PROVIDED TEXT →

Identity types

Here (section 1.12 of the HoTT book) is where things start to become more novel. We have a type $x =_A y$ for equalities between $x, y :A$, which corresponds to the proposition that $x = y$. An object of this type means the equality is true – but there is more information here! We can think of the different objects of this type as being different ways we can identify our $x$ and $y$. Or more vividly, as a path between $x$ and $y$. Each path is a witness of the veracity of the equality, that is, a proof. This is a really compelling idea, but I think it will take some time for it to sink in at an intuitive level.

Remember that we have a general pattern for specifying a type. Since identity types are a more subtle concept than the other types we have seen so far, let’s write this all out carefully. If you still feel confused about the distinction between elimination and computation (as I was when I wrote the first draft of this post), you should read my post where I explore this issue.  Anyway, here we go!

1. Formation rule. Given a type $A : \mathcal U$, and $a, b : A$, we can form the type $(a =_A b) :\mathcal U$ in the same universe. So this will give us a comparison of any two objects of a given type.

TASKS AND EXERCISES →
1 – In the identity types text, which section of the HoTT book is being discussed?
2 – Carry on the text about identity types from where it stops.

GIVEN INFORMATION →
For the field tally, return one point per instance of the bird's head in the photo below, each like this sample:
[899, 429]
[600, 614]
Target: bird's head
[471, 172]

--

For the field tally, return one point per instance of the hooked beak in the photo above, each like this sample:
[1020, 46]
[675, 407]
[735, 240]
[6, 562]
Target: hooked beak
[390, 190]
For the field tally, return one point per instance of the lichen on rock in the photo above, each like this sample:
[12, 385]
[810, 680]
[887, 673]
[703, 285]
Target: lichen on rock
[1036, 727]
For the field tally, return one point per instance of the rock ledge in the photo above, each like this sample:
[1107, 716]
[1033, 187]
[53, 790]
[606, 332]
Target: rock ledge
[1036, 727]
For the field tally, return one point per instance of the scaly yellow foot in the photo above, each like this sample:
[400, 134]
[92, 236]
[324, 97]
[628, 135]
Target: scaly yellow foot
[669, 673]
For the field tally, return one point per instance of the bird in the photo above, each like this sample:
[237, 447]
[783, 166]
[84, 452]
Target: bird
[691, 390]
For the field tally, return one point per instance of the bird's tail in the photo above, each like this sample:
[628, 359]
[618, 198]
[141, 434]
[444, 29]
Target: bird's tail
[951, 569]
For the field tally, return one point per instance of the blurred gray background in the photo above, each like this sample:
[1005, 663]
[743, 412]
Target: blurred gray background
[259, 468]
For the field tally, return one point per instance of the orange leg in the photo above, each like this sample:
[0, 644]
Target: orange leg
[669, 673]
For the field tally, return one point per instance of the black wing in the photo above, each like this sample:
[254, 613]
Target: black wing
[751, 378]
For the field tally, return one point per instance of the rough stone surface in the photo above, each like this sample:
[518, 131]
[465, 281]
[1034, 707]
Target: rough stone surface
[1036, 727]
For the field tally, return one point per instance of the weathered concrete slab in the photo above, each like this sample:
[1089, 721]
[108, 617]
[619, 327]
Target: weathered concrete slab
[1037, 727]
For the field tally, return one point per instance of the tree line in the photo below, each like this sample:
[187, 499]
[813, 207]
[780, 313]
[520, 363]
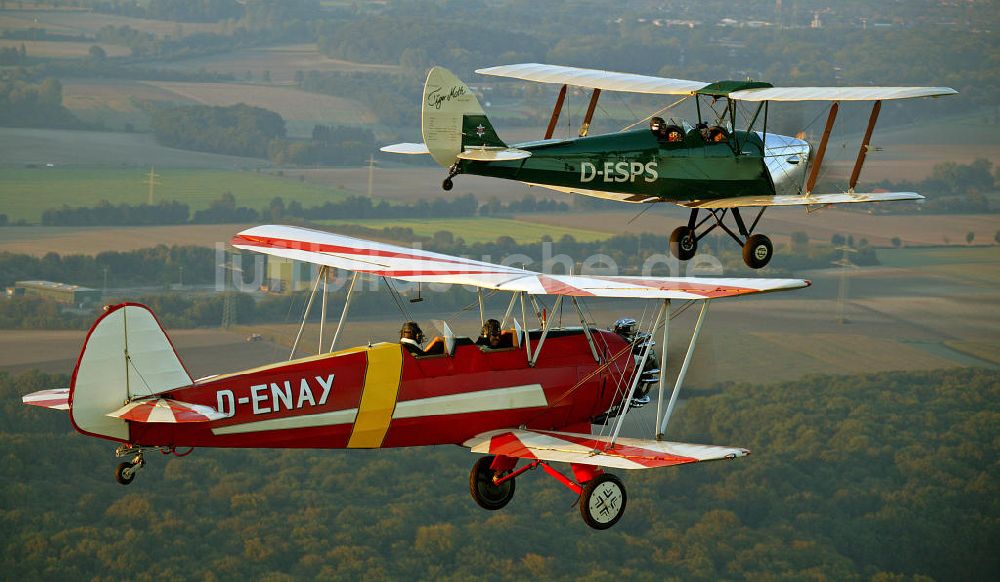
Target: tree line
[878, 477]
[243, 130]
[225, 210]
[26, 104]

==

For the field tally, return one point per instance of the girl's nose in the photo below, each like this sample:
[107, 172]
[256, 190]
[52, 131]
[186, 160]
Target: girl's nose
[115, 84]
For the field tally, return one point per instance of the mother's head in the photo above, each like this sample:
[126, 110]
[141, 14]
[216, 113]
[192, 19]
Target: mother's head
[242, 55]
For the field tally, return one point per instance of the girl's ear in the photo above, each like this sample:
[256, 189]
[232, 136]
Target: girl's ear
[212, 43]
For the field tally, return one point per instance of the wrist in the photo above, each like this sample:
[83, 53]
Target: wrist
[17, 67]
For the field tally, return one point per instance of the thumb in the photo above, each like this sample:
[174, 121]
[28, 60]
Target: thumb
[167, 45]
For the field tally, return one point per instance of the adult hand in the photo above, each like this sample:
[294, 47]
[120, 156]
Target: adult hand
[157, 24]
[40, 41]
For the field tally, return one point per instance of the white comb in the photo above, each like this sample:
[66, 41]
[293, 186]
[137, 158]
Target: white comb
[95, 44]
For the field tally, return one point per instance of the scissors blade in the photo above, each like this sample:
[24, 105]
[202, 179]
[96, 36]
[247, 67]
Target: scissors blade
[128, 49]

ANSWERS TO EACH TASK →
1 – Section 1.12

2 –
2. Introduction rule. To make this type worthy of being called the identity type, we need an introduction rule that captures this idea properly. Intuitively, it seems like we should be able to make an element of $(a =_A b)$ (i.e. show that $a = b$ is true) if we know that $a$ and $b$ are the same. So our introduction rule shall be a dependent function $\mathsf {refl} : \prod_{a : A} (a =_A a)$. You can think of this as saying that for every object $a$ of type $A$, $a = a$ is true. Or in other words, this comparison that we are defining has the property that it is reflexive (which is why we call this function $\mathsf {refl}$). Note that we get the reflexive element for $(a =_A b)$ if we have a judgemental equality $a:\equiv b$. That’s an important part of the difference between judgemental and propositional equalities in HoTT.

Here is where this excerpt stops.